* Work required *
For this exercise, an exact copy is needed of only the lines from the one containing "Every instance of the alloy" through the end of the data, with pictures left out.
[[ Supplied records, beginning ]]
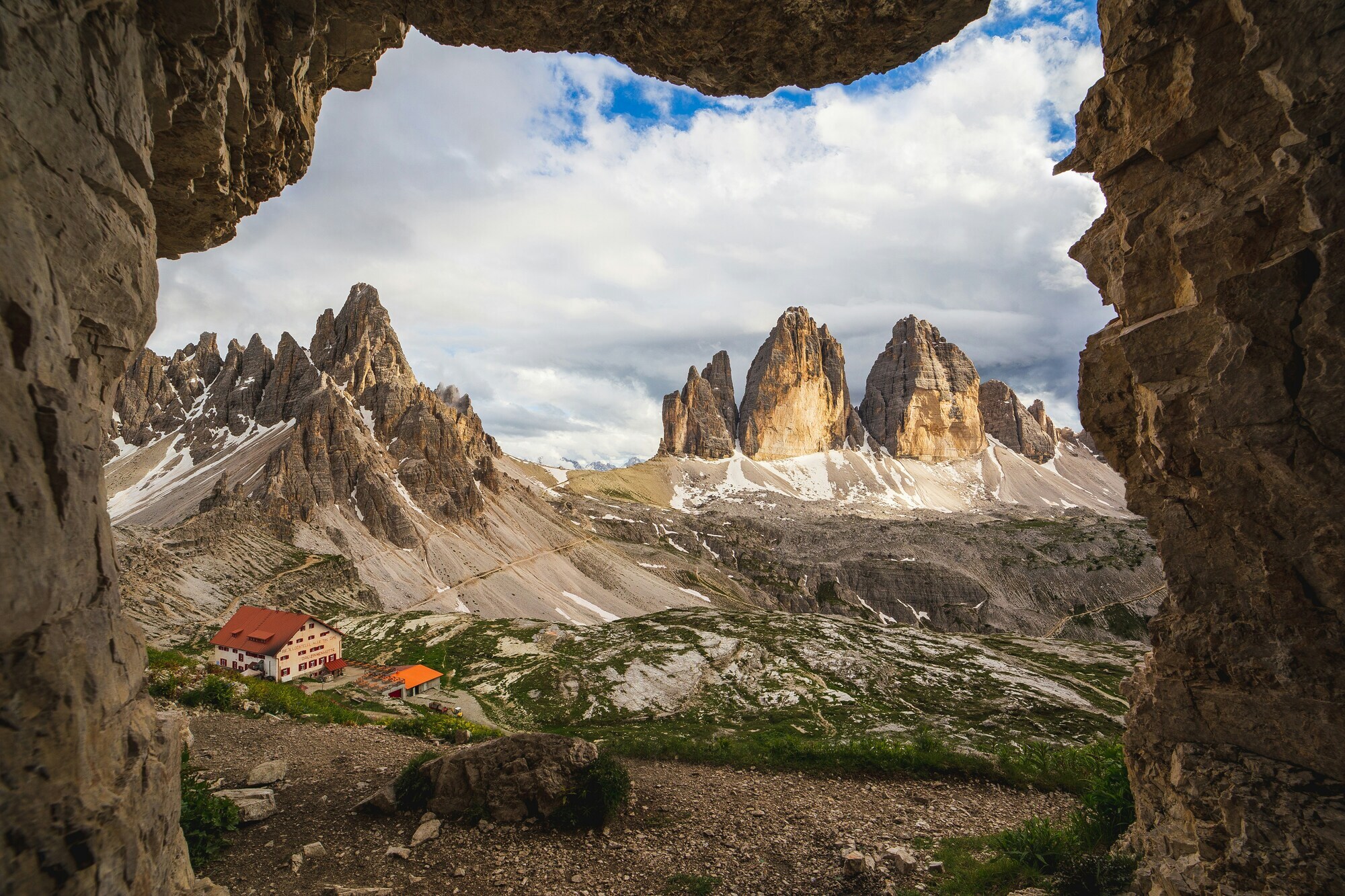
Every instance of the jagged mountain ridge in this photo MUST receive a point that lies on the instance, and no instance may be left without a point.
(344, 444)
(922, 400)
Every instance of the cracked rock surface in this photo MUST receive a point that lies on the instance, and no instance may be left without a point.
(1217, 135)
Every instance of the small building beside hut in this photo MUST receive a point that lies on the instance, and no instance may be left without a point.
(399, 681)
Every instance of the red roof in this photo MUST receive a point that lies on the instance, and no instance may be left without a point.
(260, 630)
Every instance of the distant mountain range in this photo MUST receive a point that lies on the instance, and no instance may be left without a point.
(345, 448)
(328, 477)
(923, 400)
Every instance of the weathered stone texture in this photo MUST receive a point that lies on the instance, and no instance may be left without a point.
(720, 376)
(1217, 135)
(1017, 427)
(509, 778)
(922, 396)
(796, 401)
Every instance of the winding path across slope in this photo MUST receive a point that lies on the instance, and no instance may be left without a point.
(1061, 626)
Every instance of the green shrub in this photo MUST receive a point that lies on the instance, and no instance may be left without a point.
(205, 817)
(157, 658)
(1094, 874)
(216, 692)
(602, 788)
(166, 685)
(412, 786)
(438, 725)
(1071, 858)
(1109, 806)
(282, 698)
(1038, 844)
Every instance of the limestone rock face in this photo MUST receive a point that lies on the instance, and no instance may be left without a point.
(693, 420)
(1017, 427)
(796, 401)
(922, 399)
(1048, 425)
(134, 131)
(1218, 392)
(512, 778)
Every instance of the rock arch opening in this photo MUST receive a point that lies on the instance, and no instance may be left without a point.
(142, 131)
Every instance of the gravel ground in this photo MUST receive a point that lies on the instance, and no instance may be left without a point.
(757, 831)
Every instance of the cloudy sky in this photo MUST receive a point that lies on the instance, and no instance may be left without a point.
(563, 239)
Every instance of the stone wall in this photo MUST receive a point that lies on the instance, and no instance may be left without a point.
(1217, 135)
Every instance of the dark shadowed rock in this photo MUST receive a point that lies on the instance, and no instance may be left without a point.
(922, 399)
(1217, 136)
(1015, 425)
(796, 401)
(693, 421)
(720, 376)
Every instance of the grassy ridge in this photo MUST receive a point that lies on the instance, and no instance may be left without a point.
(177, 677)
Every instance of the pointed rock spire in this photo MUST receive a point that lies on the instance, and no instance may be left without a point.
(1048, 425)
(1015, 425)
(693, 420)
(922, 396)
(720, 376)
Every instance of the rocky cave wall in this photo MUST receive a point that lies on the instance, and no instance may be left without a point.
(132, 131)
(1219, 395)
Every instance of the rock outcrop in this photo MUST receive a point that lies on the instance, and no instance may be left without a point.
(157, 393)
(510, 778)
(1217, 136)
(1015, 425)
(796, 401)
(134, 131)
(1048, 425)
(922, 399)
(344, 421)
(695, 419)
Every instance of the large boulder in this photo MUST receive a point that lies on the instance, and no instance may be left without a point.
(695, 419)
(255, 803)
(510, 778)
(796, 401)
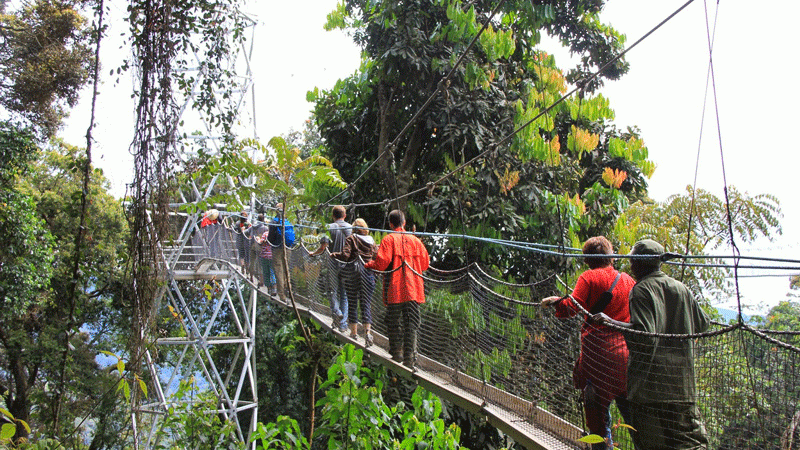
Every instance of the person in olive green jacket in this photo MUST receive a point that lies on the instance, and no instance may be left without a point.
(662, 387)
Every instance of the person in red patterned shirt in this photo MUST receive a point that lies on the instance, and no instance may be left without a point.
(600, 372)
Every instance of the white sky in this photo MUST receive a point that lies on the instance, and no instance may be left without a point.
(662, 95)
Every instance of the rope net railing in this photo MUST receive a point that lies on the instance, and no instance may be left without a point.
(494, 340)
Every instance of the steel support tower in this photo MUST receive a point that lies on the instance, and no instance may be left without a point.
(202, 359)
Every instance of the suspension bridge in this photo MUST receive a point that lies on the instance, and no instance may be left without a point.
(484, 344)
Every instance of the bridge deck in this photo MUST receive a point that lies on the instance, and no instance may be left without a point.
(524, 421)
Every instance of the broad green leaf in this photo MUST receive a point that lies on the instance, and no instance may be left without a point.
(8, 431)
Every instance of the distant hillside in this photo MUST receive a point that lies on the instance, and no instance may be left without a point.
(730, 314)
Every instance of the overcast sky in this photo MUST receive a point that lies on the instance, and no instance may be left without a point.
(754, 62)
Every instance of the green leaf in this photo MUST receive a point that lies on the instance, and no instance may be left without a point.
(8, 431)
(6, 413)
(592, 439)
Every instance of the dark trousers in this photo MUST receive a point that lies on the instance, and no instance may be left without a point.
(667, 426)
(402, 323)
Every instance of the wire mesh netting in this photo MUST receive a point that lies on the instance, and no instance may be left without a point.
(494, 340)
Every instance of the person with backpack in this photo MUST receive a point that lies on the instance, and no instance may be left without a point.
(359, 248)
(281, 238)
(339, 231)
(600, 370)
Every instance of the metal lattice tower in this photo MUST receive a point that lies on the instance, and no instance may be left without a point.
(205, 313)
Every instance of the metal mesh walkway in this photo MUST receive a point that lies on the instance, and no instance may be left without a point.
(489, 347)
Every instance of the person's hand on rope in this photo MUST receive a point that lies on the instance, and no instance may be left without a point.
(603, 319)
(598, 319)
(551, 300)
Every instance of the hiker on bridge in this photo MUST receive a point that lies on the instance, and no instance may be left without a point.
(360, 282)
(242, 241)
(405, 258)
(339, 231)
(600, 370)
(256, 266)
(281, 247)
(210, 229)
(662, 386)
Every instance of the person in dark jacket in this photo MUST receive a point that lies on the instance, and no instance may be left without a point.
(359, 248)
(662, 386)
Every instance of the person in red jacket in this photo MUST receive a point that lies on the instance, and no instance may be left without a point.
(602, 365)
(404, 258)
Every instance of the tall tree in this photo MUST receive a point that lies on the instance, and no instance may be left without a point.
(520, 187)
(45, 60)
(25, 266)
(37, 331)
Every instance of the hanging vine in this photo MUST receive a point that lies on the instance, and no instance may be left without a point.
(181, 54)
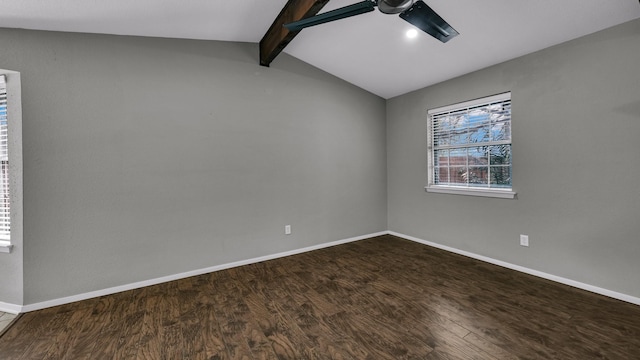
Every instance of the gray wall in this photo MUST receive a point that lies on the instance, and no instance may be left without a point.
(576, 153)
(149, 157)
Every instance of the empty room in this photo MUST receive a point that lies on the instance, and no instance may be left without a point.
(315, 179)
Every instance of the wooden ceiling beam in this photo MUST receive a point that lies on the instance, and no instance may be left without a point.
(278, 37)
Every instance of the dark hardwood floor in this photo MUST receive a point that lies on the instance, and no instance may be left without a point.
(381, 298)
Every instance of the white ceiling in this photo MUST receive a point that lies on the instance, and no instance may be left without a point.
(368, 50)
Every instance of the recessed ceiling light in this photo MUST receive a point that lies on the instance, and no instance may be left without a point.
(411, 33)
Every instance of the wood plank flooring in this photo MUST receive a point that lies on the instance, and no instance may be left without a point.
(381, 298)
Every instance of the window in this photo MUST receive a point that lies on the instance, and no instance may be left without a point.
(5, 218)
(469, 148)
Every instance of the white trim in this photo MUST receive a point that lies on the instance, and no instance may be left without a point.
(5, 246)
(471, 103)
(558, 279)
(15, 309)
(140, 284)
(488, 192)
(10, 308)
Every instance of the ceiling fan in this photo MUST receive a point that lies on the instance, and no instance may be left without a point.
(415, 12)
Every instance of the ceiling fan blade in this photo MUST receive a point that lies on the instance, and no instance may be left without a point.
(424, 18)
(337, 14)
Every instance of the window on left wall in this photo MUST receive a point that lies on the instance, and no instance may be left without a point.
(5, 210)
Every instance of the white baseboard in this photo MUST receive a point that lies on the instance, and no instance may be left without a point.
(10, 308)
(558, 279)
(140, 284)
(15, 309)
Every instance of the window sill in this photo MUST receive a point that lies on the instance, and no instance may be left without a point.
(495, 193)
(5, 247)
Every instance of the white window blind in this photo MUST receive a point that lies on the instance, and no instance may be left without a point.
(5, 218)
(470, 145)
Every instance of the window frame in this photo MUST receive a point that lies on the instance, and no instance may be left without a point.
(432, 187)
(14, 145)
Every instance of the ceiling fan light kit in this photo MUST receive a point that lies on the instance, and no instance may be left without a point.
(417, 13)
(394, 6)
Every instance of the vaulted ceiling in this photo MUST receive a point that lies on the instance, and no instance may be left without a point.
(368, 50)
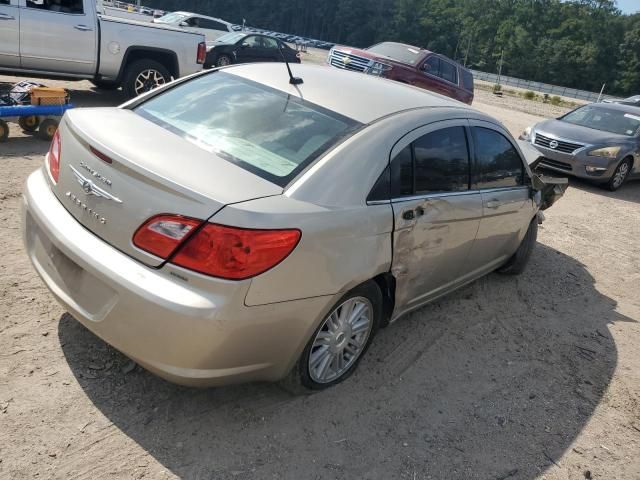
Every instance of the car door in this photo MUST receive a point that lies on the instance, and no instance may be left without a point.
(436, 214)
(248, 49)
(9, 34)
(58, 36)
(507, 203)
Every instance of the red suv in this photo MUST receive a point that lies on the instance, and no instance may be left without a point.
(408, 64)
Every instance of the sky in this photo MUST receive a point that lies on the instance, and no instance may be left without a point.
(629, 6)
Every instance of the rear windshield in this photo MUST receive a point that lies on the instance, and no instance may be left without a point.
(605, 119)
(263, 130)
(398, 52)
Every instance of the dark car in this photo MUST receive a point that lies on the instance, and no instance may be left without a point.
(408, 64)
(598, 142)
(243, 47)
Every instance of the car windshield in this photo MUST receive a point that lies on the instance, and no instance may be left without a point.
(172, 18)
(605, 119)
(397, 51)
(232, 37)
(263, 130)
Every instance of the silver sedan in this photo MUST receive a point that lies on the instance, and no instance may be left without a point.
(233, 226)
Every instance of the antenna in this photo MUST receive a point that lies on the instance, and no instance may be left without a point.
(292, 80)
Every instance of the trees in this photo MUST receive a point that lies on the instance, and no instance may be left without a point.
(574, 43)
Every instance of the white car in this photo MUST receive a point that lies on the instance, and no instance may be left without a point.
(212, 28)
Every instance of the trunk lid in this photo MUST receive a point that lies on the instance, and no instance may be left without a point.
(152, 171)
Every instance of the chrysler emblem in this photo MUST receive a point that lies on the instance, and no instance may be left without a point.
(91, 188)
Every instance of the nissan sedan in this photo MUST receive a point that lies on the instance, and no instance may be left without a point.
(234, 227)
(598, 142)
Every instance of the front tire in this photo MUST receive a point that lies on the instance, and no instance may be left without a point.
(144, 75)
(619, 175)
(339, 342)
(517, 263)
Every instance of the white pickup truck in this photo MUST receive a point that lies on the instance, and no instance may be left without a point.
(70, 39)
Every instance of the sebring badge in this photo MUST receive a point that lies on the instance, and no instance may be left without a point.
(91, 188)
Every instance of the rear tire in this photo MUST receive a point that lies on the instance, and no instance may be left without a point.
(619, 176)
(339, 343)
(47, 129)
(517, 263)
(4, 131)
(30, 123)
(144, 75)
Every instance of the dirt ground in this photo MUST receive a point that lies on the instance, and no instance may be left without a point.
(532, 377)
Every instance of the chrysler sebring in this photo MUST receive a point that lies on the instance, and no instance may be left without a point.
(233, 226)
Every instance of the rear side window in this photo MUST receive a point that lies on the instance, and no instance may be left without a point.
(260, 129)
(436, 162)
(441, 161)
(467, 79)
(448, 71)
(498, 162)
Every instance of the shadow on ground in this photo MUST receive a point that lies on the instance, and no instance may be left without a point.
(493, 382)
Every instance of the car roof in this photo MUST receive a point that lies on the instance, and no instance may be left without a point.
(363, 98)
(618, 106)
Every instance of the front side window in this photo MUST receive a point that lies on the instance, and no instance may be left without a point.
(432, 66)
(448, 71)
(435, 163)
(498, 162)
(263, 130)
(269, 42)
(61, 6)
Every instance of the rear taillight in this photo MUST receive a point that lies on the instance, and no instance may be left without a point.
(235, 253)
(162, 234)
(54, 156)
(216, 250)
(202, 52)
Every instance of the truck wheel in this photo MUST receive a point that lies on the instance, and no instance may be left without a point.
(4, 131)
(47, 129)
(105, 84)
(144, 75)
(30, 123)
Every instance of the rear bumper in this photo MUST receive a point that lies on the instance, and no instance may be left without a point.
(189, 334)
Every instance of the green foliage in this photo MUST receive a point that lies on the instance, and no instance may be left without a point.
(574, 43)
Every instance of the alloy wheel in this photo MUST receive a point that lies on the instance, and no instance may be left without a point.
(148, 80)
(620, 174)
(340, 340)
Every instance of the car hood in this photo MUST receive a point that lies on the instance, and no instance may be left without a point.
(577, 133)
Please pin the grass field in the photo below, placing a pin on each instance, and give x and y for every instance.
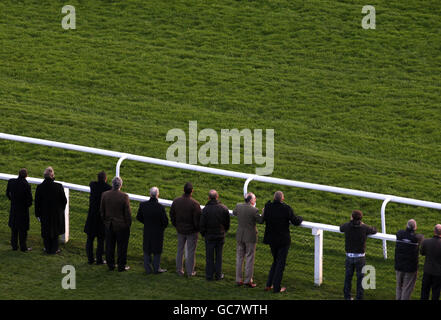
(350, 107)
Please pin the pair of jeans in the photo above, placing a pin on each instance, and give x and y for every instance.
(51, 245)
(351, 265)
(19, 235)
(405, 284)
(430, 282)
(120, 240)
(278, 267)
(99, 248)
(149, 262)
(190, 241)
(213, 257)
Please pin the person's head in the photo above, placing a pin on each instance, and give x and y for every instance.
(154, 192)
(213, 195)
(411, 224)
(23, 173)
(49, 173)
(278, 196)
(250, 198)
(437, 230)
(102, 177)
(188, 188)
(357, 215)
(116, 183)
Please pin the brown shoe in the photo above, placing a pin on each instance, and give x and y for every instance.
(250, 285)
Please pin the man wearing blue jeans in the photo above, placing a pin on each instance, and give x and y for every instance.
(356, 233)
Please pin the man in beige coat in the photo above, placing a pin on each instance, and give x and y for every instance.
(117, 218)
(246, 236)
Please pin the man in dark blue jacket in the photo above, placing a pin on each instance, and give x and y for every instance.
(406, 260)
(277, 216)
(19, 192)
(356, 233)
(214, 223)
(152, 214)
(431, 249)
[[ Supplied records, end ]]
* Finished task *
Every instance of the alloy wheel in this photo MUST receive a point that lies on the instance, and no instance may be left without a point.
(148, 80)
(620, 174)
(340, 340)
Every instance of the car hood in this photo MUST receive a point that lies on the instance, and no instance may be left without a point.
(577, 133)
Please pin the grass field in the photo below, placing a pin on each instance, and give x and y for every instance.
(350, 107)
Please pin the pair of jeans in the photo above, placing a pin on each instance, and give x and y for every instance.
(51, 245)
(351, 265)
(19, 235)
(405, 284)
(430, 282)
(120, 240)
(278, 267)
(99, 248)
(149, 262)
(190, 241)
(213, 257)
Please pin the person's head in the photo above, placing a pin on each instance, and give x and y for every instance.
(154, 192)
(213, 195)
(411, 224)
(23, 173)
(49, 173)
(278, 196)
(250, 198)
(437, 230)
(102, 177)
(188, 188)
(357, 215)
(116, 183)
Please pin the brown shoe in the photo above, placing a pin on each instance, and give x and y for every instance.
(250, 285)
Please pin the man wearing blue jeans in the photo above, placing a pin on each instance, and give x and y for every instance.
(356, 233)
Please pin the man in beige coat in the photo above, placing a pin on each instance, and give x and y for every instance.
(117, 218)
(246, 236)
Please pin the man in dark blue jacket in the photo above, placing a pin on each instance, and give x and y for every instance.
(406, 260)
(277, 216)
(19, 192)
(356, 233)
(214, 223)
(152, 214)
(431, 249)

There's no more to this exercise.